Challenge 1: Return the QRNN passage exactly as it appears, from "## Reference" to "(2): 020338. https://doi.org/10.1103/PRXQuantum.4.020338.".

Passage given:

****************************************

Independent implementation of QRNN, is presented in `QRNN` folder. It shows results similar to ones reported by the authors.

## Reference
Anschuetz, Eric R., Hong-Ye Hu, Jin-Long Huang, and Xun Gao. 2023. “Interpretable Quantum Advantage in Neural Sequence Learning.” PRX Quantum 4 (2): 020338. https://doi.org/10.1103/PRXQuantum.4.020338.

Arute, Frank, Kunal Arya, Ryan Babbush, Dave Bacon, Joseph C. Bardin, Rami Barends, Rupak Biswas, et al. 2019. “Quantum Supremacy Using a Programmable Superconducting Processor.” Nature 574 (7779): 505–10. https://doi.org/10.1038/s41586-019-1666-5.


# Cathegory theory and ZX-calculus


# Sentence grammar to Quantum Circuit translation.

****************************************

Records for this task:

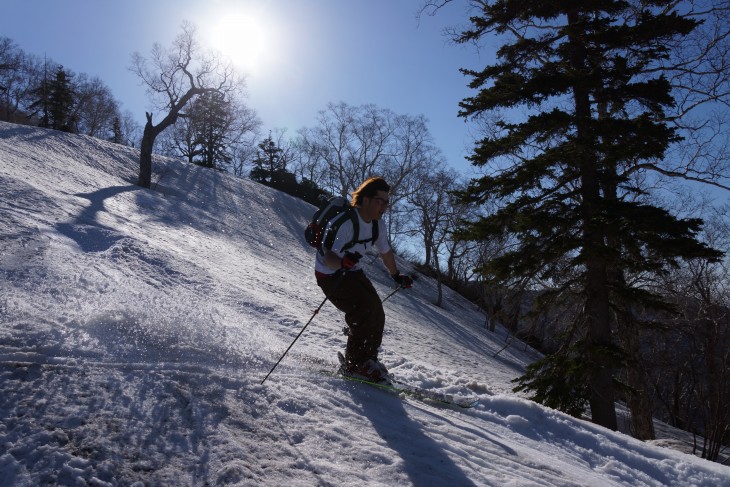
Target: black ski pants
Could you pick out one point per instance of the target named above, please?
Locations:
(354, 294)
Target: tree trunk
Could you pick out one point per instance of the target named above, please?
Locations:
(597, 310)
(145, 154)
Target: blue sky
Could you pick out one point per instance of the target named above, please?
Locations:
(313, 52)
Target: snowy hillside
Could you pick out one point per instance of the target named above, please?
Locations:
(136, 326)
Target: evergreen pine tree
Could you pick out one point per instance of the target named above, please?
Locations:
(210, 117)
(60, 102)
(269, 163)
(561, 176)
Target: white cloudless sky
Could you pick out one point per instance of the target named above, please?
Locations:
(298, 55)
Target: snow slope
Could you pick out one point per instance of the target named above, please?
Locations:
(136, 326)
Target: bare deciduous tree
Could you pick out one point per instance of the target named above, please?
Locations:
(173, 77)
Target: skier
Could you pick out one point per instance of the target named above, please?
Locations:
(343, 281)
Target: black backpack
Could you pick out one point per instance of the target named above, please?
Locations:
(337, 209)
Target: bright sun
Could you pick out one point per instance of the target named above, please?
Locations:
(244, 39)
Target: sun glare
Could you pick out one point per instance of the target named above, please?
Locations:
(244, 39)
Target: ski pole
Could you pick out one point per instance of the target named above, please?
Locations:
(292, 343)
(389, 295)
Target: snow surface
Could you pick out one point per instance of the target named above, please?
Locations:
(136, 326)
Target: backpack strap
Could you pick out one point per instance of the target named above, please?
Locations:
(329, 238)
(334, 226)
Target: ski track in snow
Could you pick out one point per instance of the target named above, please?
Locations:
(136, 326)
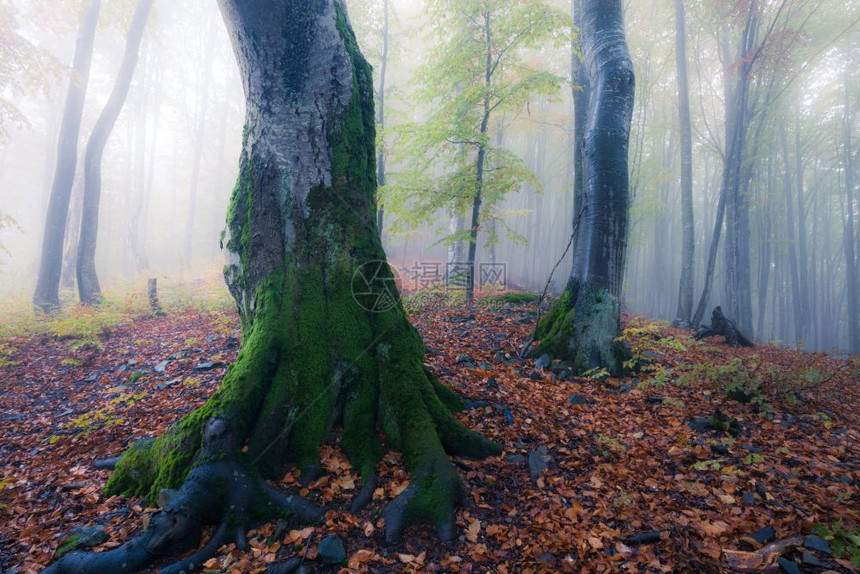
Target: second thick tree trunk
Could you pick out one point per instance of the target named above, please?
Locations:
(583, 325)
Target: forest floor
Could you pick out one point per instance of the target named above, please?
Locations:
(657, 471)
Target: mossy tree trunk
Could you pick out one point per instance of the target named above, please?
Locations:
(583, 325)
(326, 342)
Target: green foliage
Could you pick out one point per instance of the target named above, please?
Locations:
(5, 351)
(510, 298)
(642, 342)
(740, 379)
(476, 71)
(25, 68)
(844, 541)
(100, 418)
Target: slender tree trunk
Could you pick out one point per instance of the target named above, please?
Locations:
(325, 337)
(688, 240)
(805, 311)
(380, 115)
(481, 158)
(851, 290)
(583, 325)
(47, 294)
(794, 272)
(137, 248)
(764, 257)
(88, 282)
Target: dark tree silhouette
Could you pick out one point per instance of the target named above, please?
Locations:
(584, 323)
(88, 282)
(47, 294)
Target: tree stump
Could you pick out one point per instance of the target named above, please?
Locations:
(721, 325)
(152, 291)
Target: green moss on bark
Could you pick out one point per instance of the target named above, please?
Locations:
(582, 328)
(311, 353)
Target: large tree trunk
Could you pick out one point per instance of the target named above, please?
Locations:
(581, 97)
(584, 323)
(47, 294)
(88, 281)
(325, 339)
(688, 241)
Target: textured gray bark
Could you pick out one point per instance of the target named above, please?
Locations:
(88, 282)
(288, 119)
(581, 97)
(583, 325)
(603, 238)
(688, 241)
(46, 296)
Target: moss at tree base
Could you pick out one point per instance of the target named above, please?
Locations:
(582, 328)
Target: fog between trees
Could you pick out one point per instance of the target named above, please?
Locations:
(786, 263)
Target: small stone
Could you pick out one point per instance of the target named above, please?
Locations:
(817, 543)
(811, 560)
(702, 424)
(763, 535)
(577, 399)
(643, 538)
(538, 461)
(206, 366)
(788, 566)
(465, 359)
(547, 559)
(331, 550)
(170, 383)
(515, 459)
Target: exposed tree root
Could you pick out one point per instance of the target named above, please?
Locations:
(280, 421)
(221, 492)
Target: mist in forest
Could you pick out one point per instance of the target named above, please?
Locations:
(774, 103)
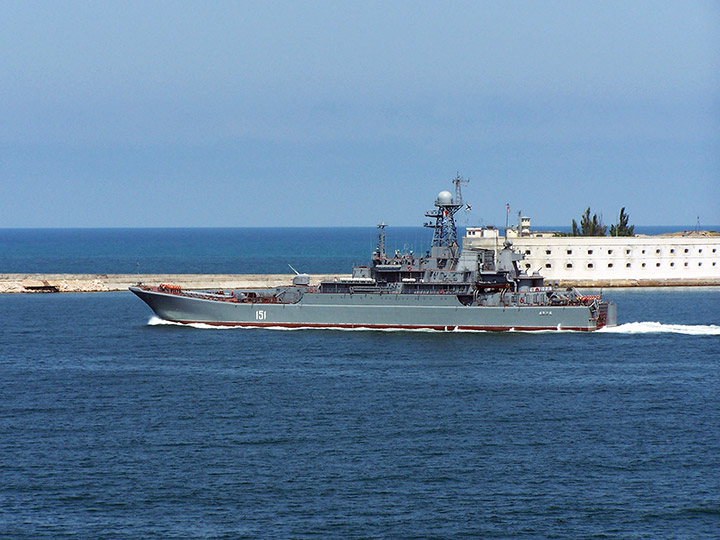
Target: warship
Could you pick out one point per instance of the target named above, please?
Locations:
(446, 288)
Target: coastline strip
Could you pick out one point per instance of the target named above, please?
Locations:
(46, 283)
(37, 283)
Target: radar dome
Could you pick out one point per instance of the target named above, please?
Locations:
(444, 197)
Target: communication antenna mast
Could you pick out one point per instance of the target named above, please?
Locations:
(381, 240)
(444, 229)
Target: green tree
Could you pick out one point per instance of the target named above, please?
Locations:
(622, 228)
(589, 226)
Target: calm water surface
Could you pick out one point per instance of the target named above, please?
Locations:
(111, 427)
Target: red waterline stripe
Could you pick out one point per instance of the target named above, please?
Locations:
(390, 326)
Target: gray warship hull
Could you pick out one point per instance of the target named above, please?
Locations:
(372, 311)
(444, 289)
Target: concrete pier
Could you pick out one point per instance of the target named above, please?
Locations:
(28, 283)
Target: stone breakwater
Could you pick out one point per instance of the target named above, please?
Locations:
(38, 283)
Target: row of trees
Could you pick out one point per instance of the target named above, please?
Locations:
(592, 226)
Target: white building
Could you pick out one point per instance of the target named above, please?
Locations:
(692, 259)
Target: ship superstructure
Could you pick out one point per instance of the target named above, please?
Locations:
(443, 289)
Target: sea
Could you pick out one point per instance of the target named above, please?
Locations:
(116, 425)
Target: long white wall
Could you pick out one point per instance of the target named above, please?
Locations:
(648, 260)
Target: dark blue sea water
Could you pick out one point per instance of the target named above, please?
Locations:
(214, 251)
(113, 426)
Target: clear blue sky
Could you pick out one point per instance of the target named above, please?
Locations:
(153, 114)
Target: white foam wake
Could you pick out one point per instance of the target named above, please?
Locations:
(157, 321)
(660, 328)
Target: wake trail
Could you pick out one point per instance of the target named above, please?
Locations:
(647, 327)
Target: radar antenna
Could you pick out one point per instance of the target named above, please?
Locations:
(445, 231)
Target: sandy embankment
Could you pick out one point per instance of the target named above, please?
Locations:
(23, 283)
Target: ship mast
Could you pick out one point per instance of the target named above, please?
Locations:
(380, 251)
(445, 231)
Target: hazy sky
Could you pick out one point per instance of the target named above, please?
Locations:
(137, 114)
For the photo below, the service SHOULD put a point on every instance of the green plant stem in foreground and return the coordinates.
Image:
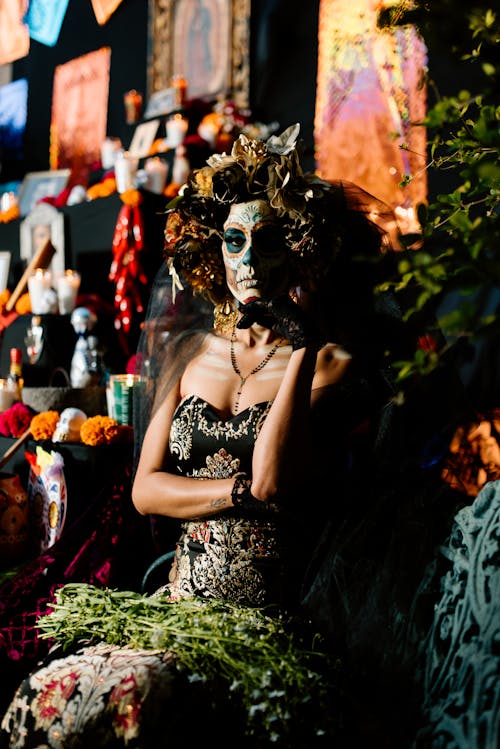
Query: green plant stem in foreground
(274, 670)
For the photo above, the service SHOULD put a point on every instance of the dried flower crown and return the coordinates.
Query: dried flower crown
(304, 205)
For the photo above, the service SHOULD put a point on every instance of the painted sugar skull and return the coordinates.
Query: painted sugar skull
(69, 425)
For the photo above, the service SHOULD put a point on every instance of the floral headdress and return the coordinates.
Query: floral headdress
(303, 203)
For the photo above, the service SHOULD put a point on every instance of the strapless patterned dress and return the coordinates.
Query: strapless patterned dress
(233, 556)
(109, 696)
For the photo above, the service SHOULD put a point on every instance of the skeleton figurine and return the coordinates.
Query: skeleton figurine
(82, 320)
(69, 425)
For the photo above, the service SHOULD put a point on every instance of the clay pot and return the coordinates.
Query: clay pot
(14, 520)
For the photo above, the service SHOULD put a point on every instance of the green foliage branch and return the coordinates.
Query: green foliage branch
(457, 254)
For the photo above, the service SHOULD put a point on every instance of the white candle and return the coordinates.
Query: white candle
(109, 149)
(156, 173)
(67, 286)
(125, 171)
(176, 129)
(7, 395)
(39, 289)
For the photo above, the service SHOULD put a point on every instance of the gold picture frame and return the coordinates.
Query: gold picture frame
(37, 185)
(43, 223)
(225, 34)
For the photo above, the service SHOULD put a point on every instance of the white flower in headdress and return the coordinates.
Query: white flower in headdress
(285, 143)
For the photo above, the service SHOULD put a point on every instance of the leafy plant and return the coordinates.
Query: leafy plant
(446, 281)
(276, 672)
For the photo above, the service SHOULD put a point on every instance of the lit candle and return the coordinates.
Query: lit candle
(176, 128)
(120, 399)
(67, 287)
(39, 289)
(109, 149)
(7, 395)
(156, 173)
(125, 171)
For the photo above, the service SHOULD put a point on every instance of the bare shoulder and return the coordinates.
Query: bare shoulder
(332, 364)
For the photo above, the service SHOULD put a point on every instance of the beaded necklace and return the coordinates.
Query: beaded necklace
(237, 370)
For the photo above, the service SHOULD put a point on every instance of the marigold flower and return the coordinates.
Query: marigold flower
(100, 430)
(43, 425)
(4, 298)
(23, 305)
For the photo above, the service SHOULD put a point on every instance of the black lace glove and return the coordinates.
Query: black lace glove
(283, 316)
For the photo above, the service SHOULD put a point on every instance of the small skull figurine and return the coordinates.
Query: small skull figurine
(69, 425)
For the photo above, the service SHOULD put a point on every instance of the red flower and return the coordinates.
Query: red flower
(15, 420)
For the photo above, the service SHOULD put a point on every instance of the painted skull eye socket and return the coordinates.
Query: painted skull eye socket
(266, 240)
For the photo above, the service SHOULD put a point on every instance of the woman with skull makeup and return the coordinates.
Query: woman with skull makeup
(259, 383)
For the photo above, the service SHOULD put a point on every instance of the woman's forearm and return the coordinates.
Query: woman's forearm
(161, 493)
(282, 451)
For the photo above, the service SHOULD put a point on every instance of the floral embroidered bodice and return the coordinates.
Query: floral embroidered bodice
(232, 556)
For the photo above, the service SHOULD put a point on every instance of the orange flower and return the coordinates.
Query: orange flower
(43, 425)
(102, 189)
(100, 430)
(10, 214)
(23, 304)
(131, 197)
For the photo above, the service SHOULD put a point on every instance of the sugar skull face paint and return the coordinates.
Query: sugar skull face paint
(254, 255)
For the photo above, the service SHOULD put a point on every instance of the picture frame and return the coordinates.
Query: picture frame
(38, 185)
(143, 139)
(177, 30)
(4, 269)
(42, 223)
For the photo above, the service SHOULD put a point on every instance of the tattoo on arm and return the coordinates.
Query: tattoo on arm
(217, 504)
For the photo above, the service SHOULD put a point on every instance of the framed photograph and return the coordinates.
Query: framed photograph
(205, 41)
(4, 270)
(38, 185)
(143, 139)
(42, 223)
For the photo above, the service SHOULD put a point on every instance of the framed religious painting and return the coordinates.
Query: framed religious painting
(206, 42)
(38, 185)
(42, 224)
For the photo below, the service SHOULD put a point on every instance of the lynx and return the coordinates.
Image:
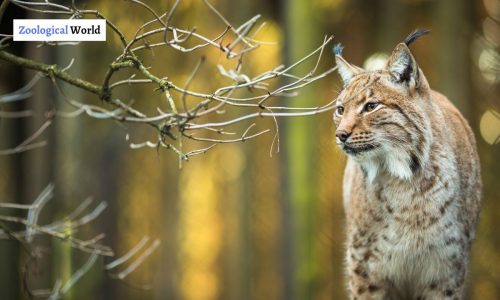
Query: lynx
(412, 186)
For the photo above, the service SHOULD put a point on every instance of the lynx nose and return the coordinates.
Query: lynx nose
(343, 135)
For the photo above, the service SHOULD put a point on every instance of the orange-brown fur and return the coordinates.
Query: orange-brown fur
(412, 187)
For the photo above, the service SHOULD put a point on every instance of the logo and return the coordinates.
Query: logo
(50, 30)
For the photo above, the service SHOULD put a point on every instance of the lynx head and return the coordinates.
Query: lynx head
(380, 115)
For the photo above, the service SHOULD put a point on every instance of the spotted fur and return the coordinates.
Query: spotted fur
(412, 186)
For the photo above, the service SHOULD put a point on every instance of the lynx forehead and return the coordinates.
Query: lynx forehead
(412, 187)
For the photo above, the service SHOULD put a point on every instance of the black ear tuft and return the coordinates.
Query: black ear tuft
(415, 35)
(337, 49)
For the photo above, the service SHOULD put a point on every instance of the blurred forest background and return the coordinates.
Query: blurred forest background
(237, 223)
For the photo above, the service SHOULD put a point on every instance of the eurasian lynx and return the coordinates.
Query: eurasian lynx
(412, 186)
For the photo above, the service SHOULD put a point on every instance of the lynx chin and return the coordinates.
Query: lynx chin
(412, 186)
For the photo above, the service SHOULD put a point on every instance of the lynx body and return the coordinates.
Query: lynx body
(412, 187)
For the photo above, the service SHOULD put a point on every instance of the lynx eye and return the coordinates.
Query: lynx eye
(339, 111)
(371, 106)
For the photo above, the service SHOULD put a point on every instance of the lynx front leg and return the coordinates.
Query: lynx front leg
(449, 289)
(364, 284)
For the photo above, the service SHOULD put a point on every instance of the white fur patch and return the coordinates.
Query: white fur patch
(397, 164)
(371, 168)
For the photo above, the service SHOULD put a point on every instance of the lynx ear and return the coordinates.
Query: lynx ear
(346, 70)
(403, 66)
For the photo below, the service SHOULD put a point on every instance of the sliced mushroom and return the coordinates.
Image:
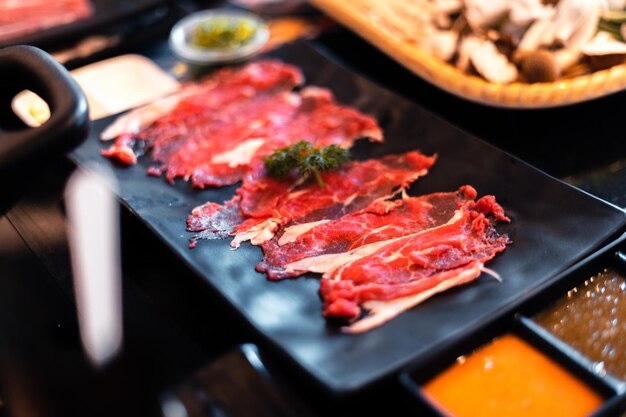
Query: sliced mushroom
(482, 14)
(493, 65)
(524, 12)
(539, 66)
(441, 44)
(604, 51)
(467, 46)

****************************************

Challenge 2: Report every line of the records above that contains the string "embroidered", copying each line in full.

Written response 1:
## Reference
Anschuetz, Eric R., Hong-Ye Hu, Jin-Long Huang, and Xun Gao. 2023. “Interpretable Quantum Advantage in Neural Sequence Learning.” PRX Quantum 4 (2): 020338. https://doi.org/10.1103/PRXQuantum.4.020338.

Written response 2:
For the photo above, the service SHOULD put a point on every instance of the floral embroidered bodice and return the coordinates.
Query: floral embroidered bodice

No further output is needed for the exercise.